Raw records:
|---|

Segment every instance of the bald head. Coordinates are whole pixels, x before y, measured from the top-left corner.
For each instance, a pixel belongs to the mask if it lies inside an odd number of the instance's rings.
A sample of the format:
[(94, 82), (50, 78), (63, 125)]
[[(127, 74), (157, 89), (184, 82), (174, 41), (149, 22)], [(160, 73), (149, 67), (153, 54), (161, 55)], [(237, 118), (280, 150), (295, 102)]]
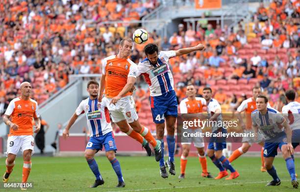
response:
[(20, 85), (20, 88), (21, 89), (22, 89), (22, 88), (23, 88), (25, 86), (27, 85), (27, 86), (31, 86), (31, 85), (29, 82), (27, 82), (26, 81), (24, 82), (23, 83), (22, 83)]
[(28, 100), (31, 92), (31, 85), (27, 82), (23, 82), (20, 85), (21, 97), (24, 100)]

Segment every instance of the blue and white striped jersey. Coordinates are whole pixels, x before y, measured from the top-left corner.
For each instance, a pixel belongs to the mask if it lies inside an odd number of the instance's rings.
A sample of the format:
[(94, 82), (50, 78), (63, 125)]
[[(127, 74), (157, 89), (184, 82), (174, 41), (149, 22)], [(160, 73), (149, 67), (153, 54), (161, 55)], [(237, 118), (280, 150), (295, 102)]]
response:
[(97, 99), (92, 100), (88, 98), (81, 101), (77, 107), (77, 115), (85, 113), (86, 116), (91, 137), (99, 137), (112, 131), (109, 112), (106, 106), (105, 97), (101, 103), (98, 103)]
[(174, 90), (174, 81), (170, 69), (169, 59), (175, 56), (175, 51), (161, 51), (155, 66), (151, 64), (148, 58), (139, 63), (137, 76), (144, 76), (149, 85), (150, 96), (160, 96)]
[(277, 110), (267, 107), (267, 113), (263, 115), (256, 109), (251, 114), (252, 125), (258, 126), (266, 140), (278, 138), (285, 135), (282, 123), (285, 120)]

|---|

**AIM**
Convert all of the raw records above into a Markdown table with the columns Row and Line, giving each line its own numbered row. Skip blank lines, and leave the pictures out.

**TASK ANSWER**
| Row | Line |
|---|---|
| 1 | Segment every instance of the bald head. Coordinates are whole pixels, x before y, measured from the top-left corner. |
| 2 | For each instance, a pixel belongs to the mask if it lies inside an odd number of the instance's rings. |
| 3 | A sample of the format: |
| 4 | [(94, 82), (50, 78), (63, 125)] |
| 5 | [[(127, 74), (157, 89), (184, 82), (174, 41), (149, 22)], [(160, 73), (149, 67), (153, 54), (161, 55)], [(237, 118), (280, 150), (295, 102)]] |
| 6 | response: |
| 7 | [(20, 85), (20, 88), (21, 89), (22, 89), (22, 88), (23, 88), (25, 86), (27, 85), (27, 86), (31, 86), (31, 85), (29, 82), (27, 82), (26, 81), (24, 82), (23, 83), (22, 83)] |
| 8 | [(28, 100), (31, 92), (31, 85), (27, 82), (23, 82), (20, 85), (21, 97), (24, 100)] |
| 9 | Segment every instance of the blue and white striped jersey. Coordinates are whole pixels, x before y, measured from the top-left corner. |
| 10 | For each instance, a pixel belongs to the mask if it lies inside an odd number of the instance's rings. |
| 11 | A sample of the format: |
| 12 | [(94, 82), (50, 78), (63, 125)] |
| 13 | [[(127, 74), (157, 89), (184, 82), (174, 41), (149, 22)], [(160, 73), (149, 67), (153, 54), (161, 55)], [(237, 118), (280, 150), (295, 102)]] |
| 14 | response: |
| 15 | [(97, 99), (92, 100), (88, 98), (81, 101), (77, 107), (77, 115), (85, 113), (86, 116), (91, 137), (99, 137), (112, 131), (109, 112), (106, 106), (105, 97), (101, 103), (98, 103)] |
| 16 | [(174, 90), (174, 81), (170, 69), (169, 59), (175, 56), (175, 51), (161, 51), (155, 66), (151, 64), (148, 58), (139, 63), (137, 76), (144, 76), (149, 85), (150, 96), (160, 96)] |
| 17 | [(277, 110), (267, 107), (267, 113), (263, 115), (256, 109), (251, 114), (252, 125), (258, 126), (266, 140), (278, 138), (285, 135), (282, 123), (285, 120)] |